_网页摘录_.
Linux内核--网络栈实现分析（七）--数据包的传递过程（下）

浏览数：16 / 时间：2015年06月20日

本文分析基于Linux Kernel 1.2.13

原创作品，转载请标明http://blog.csdn.net/yming0221/article/details/7545855

更多请查看专栏，地址http://blog.csdn.net/column/details/linux-kernel-net.html

作者：闫明

注：标题中的”（上）“，”（下）“表示分析过程基于数据包的传递方向：”（上）“表示分析是从底层向上分析、”（下）“表示分析是从上向下分析。

在博文Linux内核--网络栈实现分析（二）--数据包的传递过程（上）中分析了数据包从网卡设备经过驱动链路层，网络层，传输层到应用层的过程。

本文就分析一下本机产生数据是如何通过传输层，网络层到达物理层的。

综述来说，数据流程图如下：

一、应用层

应用层可以通过系统调用或文件操作来调用内核函数，BSD层的sock_write()函数会调用INET层的inet_wirte()函数。

[cpp] view plain copy

/*
* Write data to a socket. We verify that the user area ubuf..ubuf+size-1 is
* readable by the user process.
*/
static int sock_write(struct inode *inode, struct file *file, char *ubuf, int size)

_练习要求_.
依据上文网页摘录，回答下列问题：
1. 本文的分析基于哪个版本的 Linux 内核？
2. 标题中的"（下）"表示何种分析方向？
3. 应用层可通过哪两种方式调用内核函数？

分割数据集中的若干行
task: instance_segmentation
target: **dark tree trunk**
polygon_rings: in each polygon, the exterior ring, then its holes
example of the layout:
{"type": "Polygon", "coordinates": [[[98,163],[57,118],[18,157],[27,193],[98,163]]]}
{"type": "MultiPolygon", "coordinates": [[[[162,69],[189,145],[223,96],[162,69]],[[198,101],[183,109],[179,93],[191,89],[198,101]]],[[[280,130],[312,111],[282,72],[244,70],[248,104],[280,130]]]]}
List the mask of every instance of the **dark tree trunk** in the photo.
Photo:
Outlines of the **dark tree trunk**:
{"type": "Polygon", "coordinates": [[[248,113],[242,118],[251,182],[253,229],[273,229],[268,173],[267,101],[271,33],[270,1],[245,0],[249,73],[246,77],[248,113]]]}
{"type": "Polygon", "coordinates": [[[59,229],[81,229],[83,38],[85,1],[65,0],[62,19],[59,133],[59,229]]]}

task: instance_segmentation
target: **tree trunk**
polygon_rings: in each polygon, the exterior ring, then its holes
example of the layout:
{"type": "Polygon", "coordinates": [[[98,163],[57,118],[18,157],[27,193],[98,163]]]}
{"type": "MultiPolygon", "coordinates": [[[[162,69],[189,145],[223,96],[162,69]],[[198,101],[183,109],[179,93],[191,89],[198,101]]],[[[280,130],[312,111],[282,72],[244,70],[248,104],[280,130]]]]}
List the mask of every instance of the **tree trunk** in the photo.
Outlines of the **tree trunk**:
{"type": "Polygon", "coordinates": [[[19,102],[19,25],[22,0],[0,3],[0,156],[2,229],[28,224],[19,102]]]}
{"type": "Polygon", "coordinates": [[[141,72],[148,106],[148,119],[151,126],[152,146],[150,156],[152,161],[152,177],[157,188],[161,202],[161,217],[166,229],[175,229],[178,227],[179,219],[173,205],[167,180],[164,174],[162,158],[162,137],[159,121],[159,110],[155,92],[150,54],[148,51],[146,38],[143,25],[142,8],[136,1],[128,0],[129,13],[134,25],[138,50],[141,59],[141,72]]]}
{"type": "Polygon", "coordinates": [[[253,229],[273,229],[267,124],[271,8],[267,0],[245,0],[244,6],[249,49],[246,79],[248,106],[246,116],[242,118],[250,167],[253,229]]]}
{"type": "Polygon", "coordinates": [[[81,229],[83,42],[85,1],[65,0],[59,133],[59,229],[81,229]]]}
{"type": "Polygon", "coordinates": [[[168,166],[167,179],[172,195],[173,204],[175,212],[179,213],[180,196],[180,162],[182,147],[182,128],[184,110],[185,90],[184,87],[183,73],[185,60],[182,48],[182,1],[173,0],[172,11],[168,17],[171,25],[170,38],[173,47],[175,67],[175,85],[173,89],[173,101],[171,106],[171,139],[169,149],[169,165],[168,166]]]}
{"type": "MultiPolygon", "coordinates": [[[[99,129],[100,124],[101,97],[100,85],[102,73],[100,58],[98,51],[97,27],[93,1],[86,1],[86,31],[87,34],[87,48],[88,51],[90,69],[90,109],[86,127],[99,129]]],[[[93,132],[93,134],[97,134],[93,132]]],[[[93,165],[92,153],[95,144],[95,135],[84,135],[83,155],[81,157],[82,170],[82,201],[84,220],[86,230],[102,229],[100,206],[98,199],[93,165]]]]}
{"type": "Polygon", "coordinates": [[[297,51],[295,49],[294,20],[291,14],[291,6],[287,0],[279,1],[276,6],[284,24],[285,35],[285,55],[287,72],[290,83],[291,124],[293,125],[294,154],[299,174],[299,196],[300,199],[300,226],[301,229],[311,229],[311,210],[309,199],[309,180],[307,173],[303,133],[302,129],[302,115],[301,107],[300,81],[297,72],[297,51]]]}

_参考答案_.
1. Linux Kernel 1.2.13。
2. 表示分析是从上向下进行的。
3. 系统调用或文件操作。